• _EXERCISE PASSAGE_:
*** Block opens ***

# Gradio UI for using local LLMs

In [1]:
import gradio as gr
import ollama

  from .autonotebook import tqdm as notebook_tqdm


In [22]:
MODEL = "llama3.2"
available_models = [model["model"] for model in ollama.list()["models"]]

In [3]:
def message(prompt):
    messages = [
        {
            "role": "system",
            "content": "You are a helpful assistant that responds in markdown",
        },
        {"role": "user", "content": prompt},
    ]
    response = ollama.chat(model=MODEL, messages=messages)
    return response["message"]["content"]

In [24]:
def stream_llama(prompt, model):
    messages = [
        {
            "role": "system",
            "content": "You are a helpful assistant that responds in markdown",
        },
        {"role": "user", "content": prompt},
    ]
    stream = ollama.chat(model=model, messages=messages, stream=True)

*** Block closes ***

• _ASSIGNMENT_:
Write the next part of the notebook on a Gradio UI for local LLMs, starting after its last line of code.

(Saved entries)
*** Block opens ***

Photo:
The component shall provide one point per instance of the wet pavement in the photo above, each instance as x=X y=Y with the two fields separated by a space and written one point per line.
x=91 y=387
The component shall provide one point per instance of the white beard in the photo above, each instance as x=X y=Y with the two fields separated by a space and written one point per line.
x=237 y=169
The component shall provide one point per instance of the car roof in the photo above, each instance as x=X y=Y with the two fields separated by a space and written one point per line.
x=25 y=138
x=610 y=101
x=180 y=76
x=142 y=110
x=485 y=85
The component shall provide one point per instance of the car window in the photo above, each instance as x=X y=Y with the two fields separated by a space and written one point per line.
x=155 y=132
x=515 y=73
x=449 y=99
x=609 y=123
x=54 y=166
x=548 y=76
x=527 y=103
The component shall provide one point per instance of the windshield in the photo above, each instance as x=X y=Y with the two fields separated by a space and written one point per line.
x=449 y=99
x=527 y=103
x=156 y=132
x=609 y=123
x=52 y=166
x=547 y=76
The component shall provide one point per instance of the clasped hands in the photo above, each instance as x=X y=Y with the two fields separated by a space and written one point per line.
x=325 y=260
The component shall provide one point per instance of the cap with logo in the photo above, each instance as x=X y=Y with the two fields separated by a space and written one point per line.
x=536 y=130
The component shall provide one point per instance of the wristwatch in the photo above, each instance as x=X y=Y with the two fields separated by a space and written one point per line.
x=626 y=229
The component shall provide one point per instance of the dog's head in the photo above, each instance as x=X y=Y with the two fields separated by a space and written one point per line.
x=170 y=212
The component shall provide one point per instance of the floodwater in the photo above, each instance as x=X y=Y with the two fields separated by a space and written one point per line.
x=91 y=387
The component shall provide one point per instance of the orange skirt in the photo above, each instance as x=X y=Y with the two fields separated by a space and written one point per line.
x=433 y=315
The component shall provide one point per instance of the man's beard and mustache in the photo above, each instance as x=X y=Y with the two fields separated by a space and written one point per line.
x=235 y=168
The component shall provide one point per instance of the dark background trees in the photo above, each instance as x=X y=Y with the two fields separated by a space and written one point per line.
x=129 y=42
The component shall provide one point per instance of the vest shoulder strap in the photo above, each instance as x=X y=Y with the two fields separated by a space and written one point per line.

*** Block closes ***

• _FINAL ANSWER_:
    result = ""
    for chunk in stream:
        result += chunk["message"]["content"]
        yield result

In [25]:
gr.Interface(
    fn=stream_llama,
    inputs=[
        gr.Textbox(label="Message"),
        gr.Dropdown(available_models, label="Select Model"),
    ],
    outputs=gr.Markdown(label="Response"),
    flagging_mode="never",
).launch()

* Running on local URL:  http://127.0.0.1:7866
* To create a public link, set `share=True` in `launch()`.